Odds are you’ve been told it takes 21 days to form a new habit. Or, maybe you’ve been told it takes 30 days. Or, maybe 45. Or, maybe 66. Or, in all likelihood, you’ve heard many random numbers over the years. Well, I’m going to give you the definitive answer for the length of time it takes to form a new habit once and for all.
The Origin Of The Myth: It Takes 21 Days To Form A New Habit
In the 1950s, Dr. Maxwell Maltz was a plastic surgeon with a penchant for psychology. Dr. Maltz observed that it would take his patients who received a nose job about 21 days to become accustomed to their new face. Similarly, Dr. Maltz observed that his patients would experience phantom limb pain for about 21 days when an arm or leg was amputated. Naturally, Dr. Maltz began to reflect upon the length of time he spent adjusting to change and new behaviors himself, and he noticed it would take him about 21 days too.
So, in 1960, reflecting upon his experience with his patients, Dr. Maxwell Maltz published Psycho-Cybernetics, a self-help book based on improving the concept of self through techniques such as establishing a positive outcome through visualization of that positive outcome. In the book, Dr. Maltz shares the observations he made of his patients and wrote, “These, and many other commonly observed phenomena tend to show that it requires a minimum of about 21 days for an old mental image to dissolve and a new one to jell.” The book was a hit and would go on to sell more than 30 million copies as well as influence the core techniques of many personal development experts such as Zig Ziglar and Tony Robbins.
In the years that followed, as word spread of Dr. Maltz’s views, two subtle distortions emerged. First, Dr. Maltz’s perceptions were mistaken for scientific fact when in fact they were just his observations. And second, his words were curtailed to mean something entirely different. Instead of requiring “a minimum of about 21 days” as Dr. Maltz had originally put forth, it became easier and more definitive to simply say, “It takes 21 days to form a new habit.” 21 days sounds long enough to be believable, but short enough to be achievable. Plus, if you’re selling an idea, you want to sound authoritative and not leave any doubt over “minor” technicalities.
Is There Scientific Evidence On How Long It Takes To Create A New Habit?
Dr. Maltz did not conduct a scientific case study to arrive at his conclusion of taking about 21 days to form a new habit. He was simply making casual observations about his patients and himself.

=== Exercise requirements ===
**1)** Say whether each statement agrees with the text on the 21-day habit myth, answering yes or no and quoting the words from the text that decide it. (a) Dr. Maltz published Psycho-Cybernetics in 1960. (b) Dr. Maltz wrote that it takes exactly 21 days to form a new habit. (c) Dr. Maltz carried out a scientific case study before reaching his conclusion.
**2)** Rewrite the part of the text on the 21-day habit myth that opens with the words containing "Is There Scientific" and closes with "patients and himself.", switching "casual observations" to "informal observations".
Answer from the text on the 21-day habit myth alone, without outside knowledge.

=== Supplied information ===
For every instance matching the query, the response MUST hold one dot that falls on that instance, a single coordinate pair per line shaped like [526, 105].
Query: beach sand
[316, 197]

=== Answers ===
**1)**
(a) Yes: "So, in 1960, reflecting upon his experience with his patients, Dr. Maxwell Maltz published Psycho-Cybernetics"
(b) No: "it requires a minimum of about 21 days for an old mental image to dissolve and a new one to jell."
(c) No: "Dr. Maltz did not conduct a scientific case study to arrive at his conclusion of taking about 21 days to form a new habit."

**2)**
Is There Scientific Evidence On How Long It Takes To Create A New Habit?
Dr. Maltz did not conduct a scientific case study to arrive at his conclusion of taking about 21 days to form a new habit. He was simply making informal observations about his patients and himself.